→ **GIVEN RECORDS**
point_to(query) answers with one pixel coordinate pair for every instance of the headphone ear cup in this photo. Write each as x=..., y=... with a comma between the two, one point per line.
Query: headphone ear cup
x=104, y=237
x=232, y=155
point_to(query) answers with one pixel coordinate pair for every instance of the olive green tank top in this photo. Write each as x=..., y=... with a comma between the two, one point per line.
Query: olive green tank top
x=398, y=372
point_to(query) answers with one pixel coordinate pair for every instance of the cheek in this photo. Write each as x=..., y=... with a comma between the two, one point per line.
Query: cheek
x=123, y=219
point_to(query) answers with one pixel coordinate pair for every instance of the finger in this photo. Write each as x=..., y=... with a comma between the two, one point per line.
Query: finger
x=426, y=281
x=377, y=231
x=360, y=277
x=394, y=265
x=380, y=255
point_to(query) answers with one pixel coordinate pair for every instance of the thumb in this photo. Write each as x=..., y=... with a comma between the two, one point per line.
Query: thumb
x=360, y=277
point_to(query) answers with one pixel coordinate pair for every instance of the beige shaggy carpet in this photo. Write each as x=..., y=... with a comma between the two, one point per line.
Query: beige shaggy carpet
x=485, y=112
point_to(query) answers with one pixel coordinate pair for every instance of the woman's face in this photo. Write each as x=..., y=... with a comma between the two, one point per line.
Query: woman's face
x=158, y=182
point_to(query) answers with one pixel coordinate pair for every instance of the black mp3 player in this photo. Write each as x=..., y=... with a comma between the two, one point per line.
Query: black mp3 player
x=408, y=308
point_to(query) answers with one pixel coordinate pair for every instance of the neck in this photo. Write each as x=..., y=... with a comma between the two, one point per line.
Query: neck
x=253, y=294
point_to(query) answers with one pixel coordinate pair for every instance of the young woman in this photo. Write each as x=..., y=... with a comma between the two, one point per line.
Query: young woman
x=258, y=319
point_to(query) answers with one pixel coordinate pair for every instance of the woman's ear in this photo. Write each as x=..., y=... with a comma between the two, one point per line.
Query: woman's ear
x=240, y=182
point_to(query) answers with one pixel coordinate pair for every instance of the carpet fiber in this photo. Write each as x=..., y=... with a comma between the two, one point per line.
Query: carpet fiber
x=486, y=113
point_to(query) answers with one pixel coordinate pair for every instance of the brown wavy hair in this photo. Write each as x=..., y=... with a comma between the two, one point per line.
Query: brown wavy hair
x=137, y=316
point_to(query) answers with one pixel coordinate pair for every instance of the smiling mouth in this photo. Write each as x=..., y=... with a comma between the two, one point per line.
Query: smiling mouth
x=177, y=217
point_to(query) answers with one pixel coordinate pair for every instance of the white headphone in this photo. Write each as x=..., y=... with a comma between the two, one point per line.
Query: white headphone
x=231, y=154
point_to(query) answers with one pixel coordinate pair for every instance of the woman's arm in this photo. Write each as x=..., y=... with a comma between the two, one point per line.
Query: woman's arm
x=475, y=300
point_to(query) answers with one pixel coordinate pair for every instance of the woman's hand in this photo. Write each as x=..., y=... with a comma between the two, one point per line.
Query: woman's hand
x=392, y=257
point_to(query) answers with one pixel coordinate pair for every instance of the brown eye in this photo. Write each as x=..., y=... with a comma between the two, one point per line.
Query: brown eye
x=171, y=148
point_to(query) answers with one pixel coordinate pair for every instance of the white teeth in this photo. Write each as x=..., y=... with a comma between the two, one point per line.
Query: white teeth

→ **EXERCISE PROMPT**
Write out the material again from the line containing "of the carpet" up to and including the line containing "x=475, y=300", keeping the requests unchanged and shifting every answer coordinate by adding 124 to both its x and y values. Give only those lines.

→ **EXERCISE SOLUTION**
point_to(query) answers with one pixel coordinate pair for every instance of the carpet fiber in this photo. Write each as x=..., y=... with a comma between the two, one point per line.
Query: carpet fiber
x=610, y=237
point_to(query) answers with one pixel coordinate pair for every instance of the brown wavy hair in this photo. Write each as x=..., y=... with a comma between the two, one point per line.
Query: brown wavy hair
x=261, y=440
point_to(query) answers with one pixel coordinate pair for every instance of the smiling mouth in this photo. Write each as x=..., y=... with a comma between the two, one point per line.
Query: smiling mouth
x=301, y=341
point_to(query) answers with one pixel coordinate pair for every instance of the white headphone in this photo. Write each as x=..., y=... with a comma between the two, one point per line.
Query: white headphone
x=355, y=278
point_to(query) answers with one pixel coordinate pair for every instance of the woman's arm in this photo. Write each as x=..., y=... with a comma between the two, one point per line.
Query: woman's arm
x=599, y=424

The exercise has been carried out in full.